[The task] Report each line of the data that includes the word "with".

-- Opening Marker --

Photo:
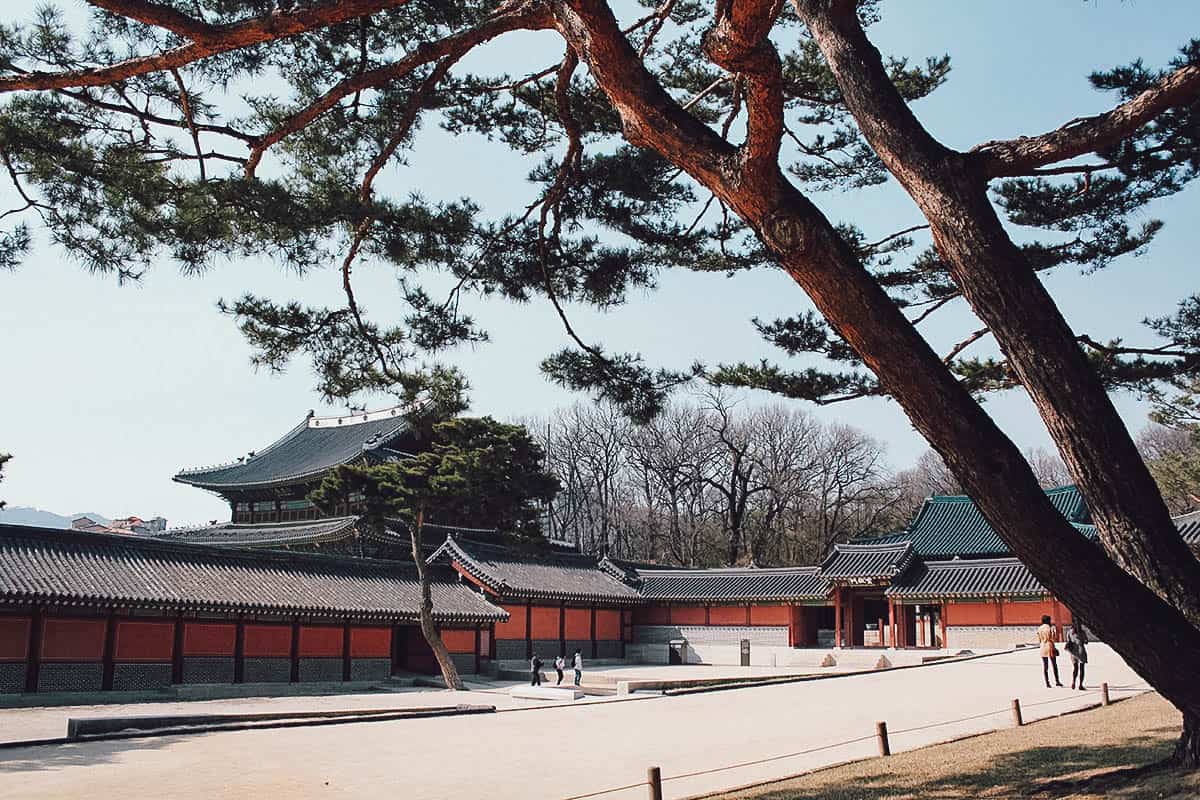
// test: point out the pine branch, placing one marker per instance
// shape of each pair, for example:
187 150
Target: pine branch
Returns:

-- Closing Marker --
-- Opening Marker --

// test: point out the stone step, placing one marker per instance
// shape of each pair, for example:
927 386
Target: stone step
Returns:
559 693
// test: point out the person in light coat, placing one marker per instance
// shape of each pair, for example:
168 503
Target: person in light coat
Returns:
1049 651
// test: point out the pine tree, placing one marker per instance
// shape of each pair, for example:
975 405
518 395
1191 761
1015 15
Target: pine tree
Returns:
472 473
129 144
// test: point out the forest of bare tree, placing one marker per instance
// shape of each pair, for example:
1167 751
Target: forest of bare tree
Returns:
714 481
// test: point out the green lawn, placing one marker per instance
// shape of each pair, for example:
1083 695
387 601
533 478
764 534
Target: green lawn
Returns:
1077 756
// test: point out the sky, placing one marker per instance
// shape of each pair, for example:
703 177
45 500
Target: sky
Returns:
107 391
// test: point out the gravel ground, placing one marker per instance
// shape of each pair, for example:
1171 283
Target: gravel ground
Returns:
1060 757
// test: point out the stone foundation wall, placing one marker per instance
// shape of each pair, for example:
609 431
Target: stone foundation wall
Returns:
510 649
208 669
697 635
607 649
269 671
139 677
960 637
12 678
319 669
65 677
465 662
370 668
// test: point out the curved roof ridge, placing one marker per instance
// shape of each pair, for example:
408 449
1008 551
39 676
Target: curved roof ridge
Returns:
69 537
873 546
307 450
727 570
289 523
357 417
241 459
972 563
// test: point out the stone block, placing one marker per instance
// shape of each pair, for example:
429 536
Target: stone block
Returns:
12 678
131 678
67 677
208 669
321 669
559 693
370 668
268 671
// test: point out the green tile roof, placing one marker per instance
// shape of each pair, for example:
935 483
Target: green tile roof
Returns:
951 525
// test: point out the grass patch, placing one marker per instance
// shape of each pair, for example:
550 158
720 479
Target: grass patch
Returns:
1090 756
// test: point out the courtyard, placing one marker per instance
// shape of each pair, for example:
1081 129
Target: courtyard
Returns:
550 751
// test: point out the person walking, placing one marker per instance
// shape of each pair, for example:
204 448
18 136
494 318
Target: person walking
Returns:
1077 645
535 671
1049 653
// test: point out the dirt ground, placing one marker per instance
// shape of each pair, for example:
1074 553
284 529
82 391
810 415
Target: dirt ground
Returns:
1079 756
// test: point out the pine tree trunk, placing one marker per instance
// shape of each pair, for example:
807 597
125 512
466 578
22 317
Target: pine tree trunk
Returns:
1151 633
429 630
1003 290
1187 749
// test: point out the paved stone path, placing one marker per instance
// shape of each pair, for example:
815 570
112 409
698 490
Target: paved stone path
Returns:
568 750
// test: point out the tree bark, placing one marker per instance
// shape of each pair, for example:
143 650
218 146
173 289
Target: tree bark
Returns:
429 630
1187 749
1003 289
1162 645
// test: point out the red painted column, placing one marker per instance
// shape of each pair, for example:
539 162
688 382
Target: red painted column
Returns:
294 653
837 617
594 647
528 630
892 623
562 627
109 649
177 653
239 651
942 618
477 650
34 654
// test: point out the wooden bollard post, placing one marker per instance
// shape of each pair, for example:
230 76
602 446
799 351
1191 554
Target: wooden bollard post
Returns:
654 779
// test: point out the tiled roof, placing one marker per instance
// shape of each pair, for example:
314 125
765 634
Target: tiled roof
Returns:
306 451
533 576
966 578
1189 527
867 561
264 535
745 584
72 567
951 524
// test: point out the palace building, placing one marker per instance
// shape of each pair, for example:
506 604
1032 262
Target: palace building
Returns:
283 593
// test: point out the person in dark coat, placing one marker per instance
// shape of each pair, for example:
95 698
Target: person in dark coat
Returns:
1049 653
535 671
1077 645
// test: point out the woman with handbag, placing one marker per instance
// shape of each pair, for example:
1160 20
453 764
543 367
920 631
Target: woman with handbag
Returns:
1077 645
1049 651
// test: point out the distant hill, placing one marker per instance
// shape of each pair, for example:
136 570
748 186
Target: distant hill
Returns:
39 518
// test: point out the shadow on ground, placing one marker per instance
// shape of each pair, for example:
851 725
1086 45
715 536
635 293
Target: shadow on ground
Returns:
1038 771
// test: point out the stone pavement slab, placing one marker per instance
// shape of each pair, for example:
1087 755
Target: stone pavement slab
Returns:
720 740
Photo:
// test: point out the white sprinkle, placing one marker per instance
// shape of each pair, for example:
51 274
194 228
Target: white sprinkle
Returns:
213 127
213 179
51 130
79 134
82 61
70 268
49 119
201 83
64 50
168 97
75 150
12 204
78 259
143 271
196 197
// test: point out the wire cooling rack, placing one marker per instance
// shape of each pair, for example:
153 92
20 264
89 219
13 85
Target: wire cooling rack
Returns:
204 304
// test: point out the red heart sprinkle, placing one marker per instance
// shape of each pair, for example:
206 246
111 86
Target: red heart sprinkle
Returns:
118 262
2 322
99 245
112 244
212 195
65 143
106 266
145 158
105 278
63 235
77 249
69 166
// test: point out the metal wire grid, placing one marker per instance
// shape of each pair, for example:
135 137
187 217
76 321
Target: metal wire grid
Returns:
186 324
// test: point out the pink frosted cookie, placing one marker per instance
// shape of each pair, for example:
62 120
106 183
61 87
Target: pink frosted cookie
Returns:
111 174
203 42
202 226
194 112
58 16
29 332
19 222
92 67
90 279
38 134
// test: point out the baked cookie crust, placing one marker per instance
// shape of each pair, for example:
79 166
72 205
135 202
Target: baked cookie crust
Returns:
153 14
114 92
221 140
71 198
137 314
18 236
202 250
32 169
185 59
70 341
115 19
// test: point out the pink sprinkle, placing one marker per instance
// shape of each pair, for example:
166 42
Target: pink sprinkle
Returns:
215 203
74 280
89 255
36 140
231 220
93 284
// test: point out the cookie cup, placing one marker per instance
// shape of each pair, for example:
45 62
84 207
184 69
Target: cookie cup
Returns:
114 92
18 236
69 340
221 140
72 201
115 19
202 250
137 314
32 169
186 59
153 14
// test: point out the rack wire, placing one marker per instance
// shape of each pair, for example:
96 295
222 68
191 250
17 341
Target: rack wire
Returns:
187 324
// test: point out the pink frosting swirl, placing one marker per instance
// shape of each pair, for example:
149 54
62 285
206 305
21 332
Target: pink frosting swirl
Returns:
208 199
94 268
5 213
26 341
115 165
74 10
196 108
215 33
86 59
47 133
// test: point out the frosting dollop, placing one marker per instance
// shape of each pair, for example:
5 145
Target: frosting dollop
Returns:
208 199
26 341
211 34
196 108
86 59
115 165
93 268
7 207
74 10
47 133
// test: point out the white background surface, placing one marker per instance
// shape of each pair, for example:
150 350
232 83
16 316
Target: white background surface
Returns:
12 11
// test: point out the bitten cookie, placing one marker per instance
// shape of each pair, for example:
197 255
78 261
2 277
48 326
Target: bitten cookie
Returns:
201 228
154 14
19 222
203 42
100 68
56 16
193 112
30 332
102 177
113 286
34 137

-- Closing Marker --

[Written solution]
// test: point out the woman with handbag, placing one marker per instance
Target: woman with handbag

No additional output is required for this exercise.